::: Material provided

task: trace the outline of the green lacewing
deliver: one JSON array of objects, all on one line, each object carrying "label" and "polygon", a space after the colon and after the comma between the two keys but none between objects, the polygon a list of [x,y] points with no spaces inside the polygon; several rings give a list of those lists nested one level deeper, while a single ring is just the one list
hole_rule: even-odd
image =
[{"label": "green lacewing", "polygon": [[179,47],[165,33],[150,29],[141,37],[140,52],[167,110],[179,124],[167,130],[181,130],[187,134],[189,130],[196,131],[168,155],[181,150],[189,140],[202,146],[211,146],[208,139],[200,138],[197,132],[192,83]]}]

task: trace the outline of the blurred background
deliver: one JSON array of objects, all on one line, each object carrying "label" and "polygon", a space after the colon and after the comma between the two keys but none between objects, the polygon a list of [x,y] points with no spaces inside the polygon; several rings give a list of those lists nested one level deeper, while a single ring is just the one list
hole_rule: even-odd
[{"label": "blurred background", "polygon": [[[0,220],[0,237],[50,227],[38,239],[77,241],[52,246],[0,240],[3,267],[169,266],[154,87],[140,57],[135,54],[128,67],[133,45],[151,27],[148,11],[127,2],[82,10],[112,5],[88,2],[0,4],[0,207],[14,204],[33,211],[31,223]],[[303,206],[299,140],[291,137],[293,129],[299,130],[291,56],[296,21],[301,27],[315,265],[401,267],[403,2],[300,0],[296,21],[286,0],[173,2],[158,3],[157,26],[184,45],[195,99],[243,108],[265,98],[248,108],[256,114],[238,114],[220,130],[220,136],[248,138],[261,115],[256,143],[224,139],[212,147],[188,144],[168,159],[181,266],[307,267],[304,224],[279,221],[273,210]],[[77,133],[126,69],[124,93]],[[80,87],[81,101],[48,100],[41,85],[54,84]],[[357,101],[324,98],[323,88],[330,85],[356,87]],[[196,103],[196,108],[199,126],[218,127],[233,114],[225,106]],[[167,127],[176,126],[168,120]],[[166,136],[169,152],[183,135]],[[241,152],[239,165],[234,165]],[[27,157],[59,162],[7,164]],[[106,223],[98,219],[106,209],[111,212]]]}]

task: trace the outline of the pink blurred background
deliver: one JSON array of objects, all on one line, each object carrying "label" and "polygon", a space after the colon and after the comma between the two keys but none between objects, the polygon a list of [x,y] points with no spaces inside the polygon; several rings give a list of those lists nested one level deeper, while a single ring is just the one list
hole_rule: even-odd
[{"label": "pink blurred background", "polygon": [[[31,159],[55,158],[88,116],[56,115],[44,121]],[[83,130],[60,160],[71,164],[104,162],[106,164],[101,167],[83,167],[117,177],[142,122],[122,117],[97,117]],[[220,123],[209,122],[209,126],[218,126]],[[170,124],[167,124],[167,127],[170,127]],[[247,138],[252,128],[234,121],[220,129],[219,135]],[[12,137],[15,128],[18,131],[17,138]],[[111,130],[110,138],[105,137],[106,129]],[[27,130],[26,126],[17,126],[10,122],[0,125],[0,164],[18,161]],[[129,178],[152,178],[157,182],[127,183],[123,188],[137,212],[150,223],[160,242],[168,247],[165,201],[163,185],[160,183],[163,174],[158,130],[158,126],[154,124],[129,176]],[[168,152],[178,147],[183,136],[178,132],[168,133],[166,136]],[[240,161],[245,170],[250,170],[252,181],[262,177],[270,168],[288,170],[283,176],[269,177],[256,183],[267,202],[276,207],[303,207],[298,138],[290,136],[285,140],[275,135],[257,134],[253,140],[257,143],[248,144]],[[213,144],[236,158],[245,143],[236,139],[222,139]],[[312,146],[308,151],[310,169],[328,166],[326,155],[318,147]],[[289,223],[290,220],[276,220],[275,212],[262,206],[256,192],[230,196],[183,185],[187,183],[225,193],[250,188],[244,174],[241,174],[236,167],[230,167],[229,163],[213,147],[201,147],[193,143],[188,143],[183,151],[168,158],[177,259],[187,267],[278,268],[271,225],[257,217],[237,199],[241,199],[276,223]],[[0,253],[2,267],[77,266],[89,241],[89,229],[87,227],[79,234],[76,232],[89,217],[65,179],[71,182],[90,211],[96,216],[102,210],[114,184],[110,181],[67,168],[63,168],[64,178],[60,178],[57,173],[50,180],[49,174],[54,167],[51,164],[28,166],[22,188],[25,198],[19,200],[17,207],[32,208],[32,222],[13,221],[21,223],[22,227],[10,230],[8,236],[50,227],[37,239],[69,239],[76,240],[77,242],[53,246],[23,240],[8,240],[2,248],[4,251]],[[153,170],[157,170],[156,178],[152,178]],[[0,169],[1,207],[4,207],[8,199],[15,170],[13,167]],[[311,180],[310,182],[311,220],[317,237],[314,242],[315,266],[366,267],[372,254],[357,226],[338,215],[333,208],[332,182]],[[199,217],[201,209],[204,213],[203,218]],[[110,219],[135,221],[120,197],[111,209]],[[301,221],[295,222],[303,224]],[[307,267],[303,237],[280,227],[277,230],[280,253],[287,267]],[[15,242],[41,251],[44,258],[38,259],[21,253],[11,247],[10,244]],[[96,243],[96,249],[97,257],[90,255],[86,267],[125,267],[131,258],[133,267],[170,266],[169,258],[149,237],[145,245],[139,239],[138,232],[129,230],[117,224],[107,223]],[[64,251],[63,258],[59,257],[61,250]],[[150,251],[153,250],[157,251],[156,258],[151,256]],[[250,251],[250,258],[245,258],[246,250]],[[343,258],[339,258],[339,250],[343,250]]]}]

::::::

Transcribe the data above in full, exactly.

task: trace the outline of the green lacewing
deliver: one JSON array of objects, all on one line, each object carrying "label" and "polygon", a space after the colon and after the comma between the two keys but none between objects, the polygon a list of [x,y] points with no spaces inside the polygon; several rings give a list of those lists nested one level deeper, while a single ring is just the one list
hole_rule: even-odd
image =
[{"label": "green lacewing", "polygon": [[179,47],[165,33],[150,29],[141,37],[140,52],[167,110],[179,124],[167,130],[181,130],[187,134],[189,130],[196,131],[168,155],[181,150],[189,140],[202,146],[211,146],[208,139],[200,138],[197,132],[192,83]]}]

task: trace the outline of the blurred background
deliver: one JSON array of objects, all on one line, each object carrying "label" and "polygon", a space after the colon and after the comma between the two keys but none between objects, the polygon a list of [x,y] points with no spaces inside the polygon; several rings give a list of those lists nested one level deeper, while a single ring is just the one list
hole_rule: even-odd
[{"label": "blurred background", "polygon": [[[0,220],[0,237],[50,227],[38,239],[77,241],[52,246],[0,240],[3,267],[169,266],[154,87],[140,57],[135,54],[128,67],[133,45],[151,27],[148,11],[127,2],[82,10],[112,5],[88,2],[0,4],[0,207],[14,204],[33,211],[31,223]],[[303,206],[299,140],[291,137],[293,129],[299,130],[291,56],[296,21],[301,27],[315,265],[401,267],[403,2],[300,0],[296,21],[286,0],[173,2],[158,3],[157,26],[184,45],[195,99],[243,108],[265,98],[248,108],[256,114],[238,114],[220,130],[220,136],[248,138],[261,115],[256,143],[224,139],[212,147],[188,144],[168,159],[181,266],[307,267],[304,224],[279,221],[273,210]],[[77,133],[126,69],[124,93]],[[80,87],[81,101],[48,100],[41,85],[54,84]],[[357,101],[324,98],[323,88],[330,85],[356,87]],[[196,103],[196,108],[199,126],[218,127],[233,114],[225,106]],[[167,127],[176,126],[168,120]],[[166,136],[169,152],[183,135]],[[241,152],[239,165],[234,165]],[[27,157],[59,162],[7,164]],[[106,223],[98,219],[106,209],[111,212]]]}]

task: trace the outline of the pink blurred background
deliver: one JSON array of objects, all on one line, each object carrying "label" and "polygon", a space after the colon and after the comma between the two keys but none between objects, the polygon a list of [x,y] points with no spaces inside the polygon; several rings give a list of those lists nested one level deeper, while a single ring is just the one list
hole_rule: even-odd
[{"label": "pink blurred background", "polygon": [[[31,159],[55,158],[88,116],[56,115],[44,121]],[[83,130],[60,160],[71,164],[104,162],[106,164],[101,167],[83,167],[117,177],[142,122],[122,117],[97,117]],[[220,123],[209,122],[209,126],[218,126]],[[170,124],[167,124],[167,127],[170,127]],[[247,138],[252,128],[234,121],[220,129],[219,135]],[[12,137],[15,128],[18,131],[17,138]],[[111,130],[110,138],[105,137],[106,129]],[[27,130],[26,126],[17,126],[10,122],[0,125],[0,164],[18,161]],[[129,178],[152,178],[157,182],[127,183],[123,188],[137,212],[150,223],[160,242],[168,247],[165,201],[163,185],[160,183],[163,174],[158,130],[158,126],[154,124],[129,176]],[[168,152],[178,147],[183,136],[178,132],[168,133],[166,136]],[[240,161],[245,170],[250,170],[252,181],[262,177],[270,168],[288,170],[283,176],[269,177],[256,183],[267,202],[276,207],[303,207],[298,138],[290,136],[285,140],[275,135],[257,134],[253,140],[257,143],[248,144]],[[213,144],[236,158],[245,143],[236,139],[222,139]],[[312,146],[308,151],[310,169],[328,166],[326,155],[318,147]],[[289,223],[290,220],[276,220],[275,212],[262,206],[256,192],[230,196],[183,185],[187,183],[225,193],[250,188],[244,174],[241,174],[236,167],[230,167],[229,163],[213,147],[201,147],[193,143],[188,143],[183,151],[168,158],[177,259],[187,267],[278,268],[271,225],[257,217],[237,199],[241,199],[276,223]],[[0,253],[2,267],[77,266],[89,241],[89,229],[87,227],[79,234],[76,232],[89,217],[65,179],[71,182],[90,211],[96,216],[102,210],[114,184],[110,181],[67,168],[63,168],[64,178],[60,178],[57,173],[50,180],[49,174],[54,167],[51,164],[28,166],[22,188],[25,198],[19,200],[17,207],[32,208],[32,222],[13,221],[21,223],[22,227],[10,230],[8,236],[50,227],[37,239],[69,239],[76,240],[77,242],[53,246],[23,240],[8,240],[2,248],[4,251]],[[153,170],[157,170],[156,178],[152,178]],[[0,169],[1,207],[4,207],[8,199],[15,170],[13,167]],[[311,180],[310,182],[311,220],[317,237],[314,242],[315,266],[366,267],[372,254],[357,226],[338,215],[333,208],[332,182]],[[199,217],[201,209],[204,213],[203,218]],[[110,219],[135,221],[120,197],[111,209]],[[301,221],[295,222],[303,224]],[[307,267],[303,237],[280,227],[277,230],[280,253],[287,267]],[[15,242],[41,251],[44,258],[38,259],[21,253],[11,247],[10,244]],[[96,243],[96,249],[97,257],[90,255],[86,267],[125,267],[131,258],[133,267],[170,266],[169,258],[149,237],[145,245],[139,239],[138,232],[129,230],[117,224],[107,223]],[[64,251],[63,258],[59,257],[61,250]],[[150,251],[153,250],[157,251],[156,258],[151,256]],[[250,251],[250,258],[245,258],[246,250]],[[343,258],[339,258],[339,250],[343,250]]]}]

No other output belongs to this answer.